> AUFGABEN
1. Fass den Text über die Tech-Szene in Kirgisistan in zwei Sätzen zusammen.
2. Schreib den Text über die Tech-Szene in Kirgisistan nach seinem letzten Satz weiter.

> TEXTAUSZUG
Steppe Ahead Kolumne von Thorsten Gutmann

Kolumne „Steppe Ahaed“

Autor: Thorsten Gutmann

Thorsten Gutmann Zentralasien

Noch vor wenigen Jahren hätte wohl kaum jemand Kirgisistan mit Zukunftstechnologien wie Künstlicher Intelligenz oder Startups in Verbindung gebracht. Doch der kleine Binnenstaat im Herzen Zentralasiens beginnt, sich in einem globalen Wettbewerb zu positionieren, der vor allem eines verlangt: Schnelligkeit, Talent – und internationale Vernetzung.

Erste Impulse, große Ambitionen

Die kirgisische Tech-Szene ist jung. 2024 wurden erstmals sieben kirgisische Startups in globale Accelerator-Programme aufgenommen – von Google for Startups bis Antler Vietnam. Ein bedeutender Schritt für ein Land, dessen digitale Gründerszene bis vor Kurzem eher einer Wüste als einem Ökosystem glich.

Gespeicherte Zeilen:
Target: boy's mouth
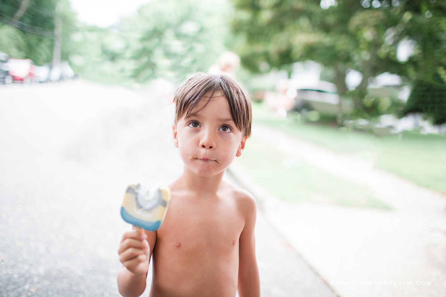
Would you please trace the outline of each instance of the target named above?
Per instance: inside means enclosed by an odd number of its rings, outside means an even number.
[[[190,156],[189,159],[200,159],[205,161],[215,161],[217,163],[221,163],[221,162],[218,161],[215,158],[205,158],[205,157],[196,157],[194,156]]]

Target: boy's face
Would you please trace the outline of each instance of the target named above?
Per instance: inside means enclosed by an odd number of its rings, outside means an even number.
[[[202,107],[206,99],[194,110]],[[202,177],[213,176],[226,169],[236,156],[241,156],[246,141],[220,90],[202,109],[178,120],[173,129],[173,142],[183,162]]]

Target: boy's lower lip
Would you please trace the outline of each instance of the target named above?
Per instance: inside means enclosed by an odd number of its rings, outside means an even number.
[[[204,158],[203,157],[196,157],[194,156],[190,156],[189,159],[199,159],[200,160],[202,160],[203,161],[215,161],[219,163],[221,163],[221,162],[218,161],[215,158]]]

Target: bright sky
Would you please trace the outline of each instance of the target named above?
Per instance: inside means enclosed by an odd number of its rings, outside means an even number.
[[[108,27],[117,23],[121,16],[136,13],[150,0],[70,0],[78,19],[90,25]],[[125,3],[125,4],[124,4]]]

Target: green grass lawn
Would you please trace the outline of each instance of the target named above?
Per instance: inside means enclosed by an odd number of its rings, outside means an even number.
[[[345,206],[391,208],[366,186],[325,173],[293,159],[268,144],[252,137],[239,162],[256,181],[274,196],[290,202],[332,203]]]
[[[446,137],[405,131],[398,136],[380,137],[372,132],[343,132],[335,125],[292,122],[275,117],[258,103],[252,107],[254,122],[280,129],[340,153],[376,158],[377,166],[415,184],[446,193]]]

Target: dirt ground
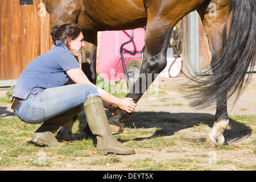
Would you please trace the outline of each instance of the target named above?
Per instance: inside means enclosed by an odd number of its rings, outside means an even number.
[[[187,78],[184,77],[177,78],[159,78],[158,87],[159,94],[152,97],[149,94],[146,94],[138,102],[135,111],[150,111],[162,113],[161,117],[163,119],[167,117],[174,119],[192,119],[195,118],[213,117],[215,110],[214,109],[205,109],[199,110],[192,108],[189,105],[189,101],[183,97],[180,92],[180,88],[176,86],[185,82]],[[184,91],[184,90],[182,90]],[[1,94],[3,94],[4,92]],[[229,105],[229,115],[256,115],[256,74],[253,76],[250,84],[243,95],[239,98],[234,106]],[[13,116],[13,113],[10,109],[10,105],[0,103],[0,117]],[[154,119],[153,119],[154,121]],[[136,123],[135,123],[136,125]],[[135,148],[136,154],[133,155],[121,155],[119,158],[123,162],[137,159],[143,159],[151,158],[156,161],[163,162],[175,159],[185,159],[194,161],[200,161],[200,165],[209,167],[211,170],[244,170],[236,164],[238,163],[241,165],[253,166],[256,165],[255,145],[246,147],[246,145],[241,145],[242,143],[248,143],[252,139],[256,138],[255,133],[255,125],[243,126],[243,128],[238,126],[228,130],[228,136],[226,137],[226,143],[229,145],[235,146],[233,150],[216,150],[215,148],[205,148],[203,146],[188,145],[188,142],[191,141],[204,142],[208,133],[210,130],[209,126],[200,127],[199,131],[195,132],[195,129],[189,127],[187,123],[157,123],[151,121],[147,125],[151,127],[163,128],[165,130],[173,131],[173,135],[168,136],[170,139],[180,135],[185,136],[187,140],[180,140],[176,145],[171,147],[163,147],[162,148]],[[248,131],[247,133],[240,134],[241,130]],[[174,152],[168,152],[168,150]],[[208,157],[204,156],[204,155]],[[59,164],[57,168],[52,166],[45,168],[19,168],[19,167],[13,168],[6,169],[7,170],[102,170],[102,171],[119,171],[131,170],[124,167],[123,163],[108,164],[105,166],[89,166],[85,167],[84,164],[89,161],[93,161],[98,158],[98,155],[93,155],[88,158],[77,158],[75,160],[71,160],[69,163]],[[185,160],[184,159],[184,160]],[[225,161],[223,164],[216,164],[217,161]],[[175,170],[176,168],[170,168],[170,170]],[[191,169],[193,169],[192,168]]]

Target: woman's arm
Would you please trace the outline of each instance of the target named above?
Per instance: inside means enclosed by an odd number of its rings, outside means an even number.
[[[71,80],[75,83],[86,83],[92,84],[80,68],[68,69],[66,71],[66,73],[68,74]],[[137,104],[134,102],[131,98],[118,98],[100,87],[96,86],[102,101],[116,105],[121,109],[125,110],[128,113],[131,113],[134,110]]]

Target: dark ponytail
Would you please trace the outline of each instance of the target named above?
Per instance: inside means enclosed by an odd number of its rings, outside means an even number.
[[[51,30],[51,35],[55,45],[57,40],[61,40],[67,46],[68,40],[75,39],[82,31],[82,28],[76,23],[56,25]]]

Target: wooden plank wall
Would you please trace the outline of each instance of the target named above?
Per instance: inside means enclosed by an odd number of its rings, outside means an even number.
[[[31,61],[51,48],[49,15],[42,0],[26,5],[1,0],[0,10],[0,80],[16,79]]]

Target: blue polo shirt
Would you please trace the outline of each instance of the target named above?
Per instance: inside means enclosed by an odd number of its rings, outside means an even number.
[[[26,100],[45,89],[64,85],[69,77],[65,71],[80,68],[72,53],[60,40],[47,52],[31,61],[22,71],[14,87],[13,97]]]

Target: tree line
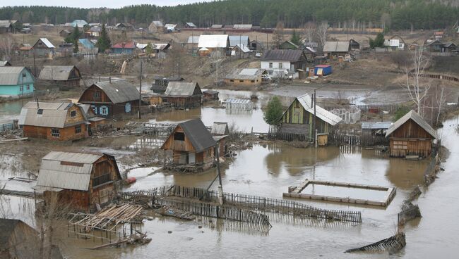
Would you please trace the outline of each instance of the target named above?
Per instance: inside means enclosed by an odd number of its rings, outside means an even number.
[[[439,29],[453,26],[459,17],[455,0],[222,0],[176,6],[143,4],[109,9],[62,6],[11,6],[0,8],[0,20],[63,24],[76,19],[114,25],[130,23],[145,27],[154,20],[199,27],[250,23],[274,27],[301,27],[327,21],[333,27]]]

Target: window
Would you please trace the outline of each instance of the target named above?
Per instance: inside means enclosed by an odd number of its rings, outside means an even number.
[[[185,134],[184,132],[174,133],[174,140],[185,141]]]
[[[51,129],[51,137],[60,137],[61,133],[59,132],[59,129]]]

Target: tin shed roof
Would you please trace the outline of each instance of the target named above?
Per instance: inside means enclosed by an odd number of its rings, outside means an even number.
[[[434,128],[432,128],[427,122],[426,122],[421,115],[419,115],[417,112],[413,110],[411,110],[408,113],[405,114],[403,117],[400,118],[395,122],[393,125],[391,125],[389,129],[386,133],[386,137],[388,137],[400,126],[404,125],[409,120],[412,120],[416,124],[419,125],[423,128],[427,133],[429,133],[432,137],[436,138],[436,132]]]
[[[74,65],[45,65],[40,72],[40,80],[66,81],[72,70],[77,69]]]
[[[139,98],[137,87],[124,80],[97,82],[93,84],[93,85],[102,90],[113,103],[136,101],[138,100]]]

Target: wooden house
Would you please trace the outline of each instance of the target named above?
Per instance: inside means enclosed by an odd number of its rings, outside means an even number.
[[[410,111],[387,130],[391,156],[427,157],[431,152],[432,141],[436,132],[417,113]]]
[[[0,218],[0,258],[39,259],[40,234],[20,220]],[[54,259],[54,258],[53,258]]]
[[[215,90],[203,91],[204,101],[218,101],[218,91]]]
[[[79,87],[81,74],[75,65],[45,65],[38,80],[47,85]]]
[[[327,134],[342,119],[314,103],[314,99],[307,94],[295,98],[282,114],[279,130],[281,138],[313,139],[315,134],[314,106],[316,116],[316,129],[318,135],[321,136],[319,144],[326,144]]]
[[[175,108],[186,109],[201,106],[203,92],[196,82],[170,82],[162,95],[162,101]]]
[[[87,124],[80,106],[63,102],[29,101],[23,107],[18,122],[24,137],[63,141],[87,137]]]
[[[140,94],[126,80],[98,82],[88,87],[78,103],[91,105],[96,115],[115,118],[136,114]]]
[[[0,97],[30,96],[35,82],[25,67],[0,66]]]
[[[165,167],[204,170],[214,165],[217,142],[200,119],[179,123],[165,141]],[[172,163],[166,165],[166,151],[172,151]]]
[[[114,157],[106,153],[52,151],[42,158],[35,191],[52,193],[71,206],[89,210],[116,196],[121,179]]]
[[[39,39],[32,48],[37,56],[47,57],[56,52],[56,47],[47,38]]]

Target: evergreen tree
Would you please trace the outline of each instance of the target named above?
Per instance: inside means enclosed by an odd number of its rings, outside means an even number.
[[[280,123],[282,112],[280,100],[274,96],[268,102],[266,109],[263,112],[263,118],[270,125],[278,125]]]
[[[106,49],[109,49],[112,46],[110,37],[108,36],[108,33],[105,29],[105,25],[104,24],[102,25],[100,37],[99,37],[99,39],[97,39],[95,46],[99,48],[99,52],[105,52]]]

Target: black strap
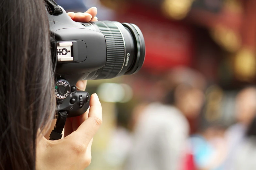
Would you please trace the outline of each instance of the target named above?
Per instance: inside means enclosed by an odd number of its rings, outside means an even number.
[[[56,125],[50,135],[50,140],[55,140],[61,138],[61,133],[64,128],[67,116],[68,113],[66,111],[58,113],[58,118],[57,118]]]
[[[54,0],[44,0],[45,3],[52,10],[52,15],[58,15],[62,13],[62,10]]]

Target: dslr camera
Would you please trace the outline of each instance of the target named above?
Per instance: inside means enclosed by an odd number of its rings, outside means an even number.
[[[53,0],[45,0],[55,65],[57,112],[79,116],[90,95],[78,90],[79,80],[111,78],[137,72],[145,55],[144,38],[136,25],[116,21],[77,22]]]

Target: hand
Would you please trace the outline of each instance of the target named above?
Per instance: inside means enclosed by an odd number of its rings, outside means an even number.
[[[67,13],[71,19],[77,22],[89,22],[90,21],[97,21],[97,8],[92,7],[85,12],[68,12]]]
[[[101,106],[96,94],[92,95],[90,107],[87,119],[85,114],[84,116],[72,118],[71,121],[67,120],[66,125],[72,128],[65,127],[65,135],[68,135],[64,138],[49,140],[39,133],[37,170],[82,170],[90,164],[92,138],[102,122]]]
[[[97,8],[93,7],[84,13],[69,12],[77,22],[97,21]],[[85,90],[86,80],[76,84],[78,90]],[[101,106],[96,94],[92,95],[90,109],[79,116],[68,118],[64,131],[64,138],[49,141],[49,133],[43,136],[40,132],[37,147],[37,169],[83,169],[90,164],[93,137],[102,122]],[[53,121],[53,129],[56,120]]]

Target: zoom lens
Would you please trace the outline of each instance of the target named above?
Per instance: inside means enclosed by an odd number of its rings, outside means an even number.
[[[90,79],[111,78],[137,72],[144,62],[145,42],[136,25],[118,22],[93,22],[94,26],[104,35],[107,45],[105,66],[92,73]]]

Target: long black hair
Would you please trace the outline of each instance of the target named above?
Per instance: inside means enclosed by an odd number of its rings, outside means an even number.
[[[0,0],[0,169],[35,169],[38,131],[54,114],[43,0]]]

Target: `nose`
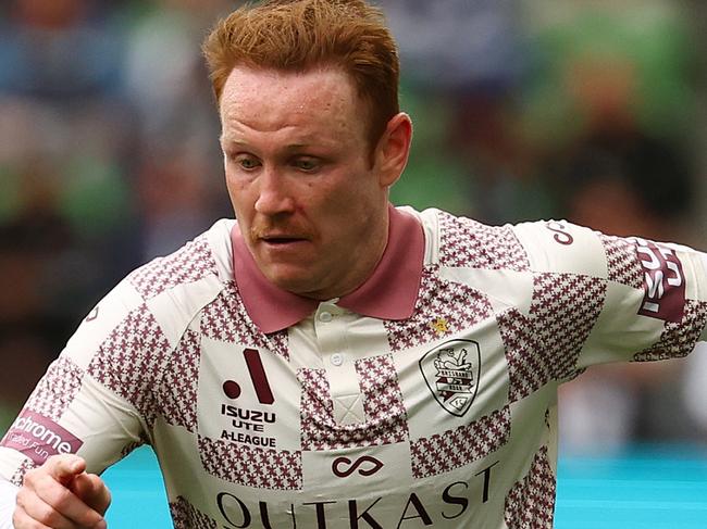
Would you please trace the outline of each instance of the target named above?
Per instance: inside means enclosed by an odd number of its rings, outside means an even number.
[[[276,171],[264,169],[258,177],[256,211],[261,215],[280,215],[294,211],[294,200],[285,178]]]

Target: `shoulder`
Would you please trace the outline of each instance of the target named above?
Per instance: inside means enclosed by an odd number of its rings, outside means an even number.
[[[221,219],[208,231],[170,255],[156,257],[129,274],[126,281],[144,299],[212,277],[226,282],[233,273],[231,230],[235,221]]]
[[[172,350],[200,311],[226,290],[232,276],[231,229],[219,221],[170,255],[131,273],[89,312],[66,345],[80,366],[106,351],[158,337]]]

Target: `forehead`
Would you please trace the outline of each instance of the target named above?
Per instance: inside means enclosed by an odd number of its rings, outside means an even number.
[[[220,112],[224,131],[247,125],[260,131],[286,128],[362,128],[363,104],[340,68],[306,72],[235,67],[224,86]]]

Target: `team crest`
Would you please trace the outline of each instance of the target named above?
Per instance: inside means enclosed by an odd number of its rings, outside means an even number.
[[[451,415],[461,417],[479,389],[481,350],[471,340],[451,340],[420,358],[420,369],[435,400]]]

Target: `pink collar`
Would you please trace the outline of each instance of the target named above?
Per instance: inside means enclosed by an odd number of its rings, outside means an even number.
[[[388,244],[363,285],[337,305],[363,316],[406,319],[412,315],[422,279],[424,232],[410,214],[388,207]],[[319,301],[276,287],[262,275],[236,224],[233,241],[234,278],[246,312],[263,332],[298,324],[317,310]]]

> ERWARTETE ANTWORTEN
1. Vor wenigen Jahren hätte kaum jemand Kirgisistan mit Künstlicher Intelligenz oder Startups in Verbindung gebracht, doch jetzt beginnt das Land, sich in einem globalen Wettbewerb zu positionieren, der Schnelligkeit, Talent und internationale Vernetzung verlangt. Die kirgisische Tech-Szene ist noch jung, aber 2024 wurden erstmals sieben kirgisische Startups in globale Accelerator-Programme aufgenommen, was für das Land ein bedeutender Schritt ist.

2.
Besonders im Fokus: Rückkehrer wie Tilek Mamutov, der mit Outtalent nicht nur globale Tech-Talente vermittelt, sondern seine Firma von Silicon Valley nach Bischkek in die Hauptstadt verlagert hat. Oder Behavox, gegründet von Erkin Adylov, das heute zu den führenden AI-Lösungsanbietern für Finanzdienstleister zählt – allerdings (noch) mit Sitz im Ausland.

Investitionen: Noch ein weiter Weg

Trotz vielversprechender Einzelfälle ist Kirgisistan im regionalen Vergleich weiter zurück. Während Nachbarländer wie Kasachstan oder Usbekistan 2024 zweistellige Millionenbeträge an Venture Capital einsammelten, kam Kirgisistan auf gerade einmal 1,7 Millionen US-Dollar – das ist mehr als 2023, aber weit entfernt vom globalen Maßstab.

Die Ursachen liegen auf der Hand: unzureichende Rechenleistung, mangelnde Datenverfügbarkeit, hohe Kosten für Infrastruktur. Die Weltbank bemängelt in ihrem aktuellen Länderbericht fehlende offene Daten, instabile Stromversorgung und hohe Einstiegshürden für Entwickler.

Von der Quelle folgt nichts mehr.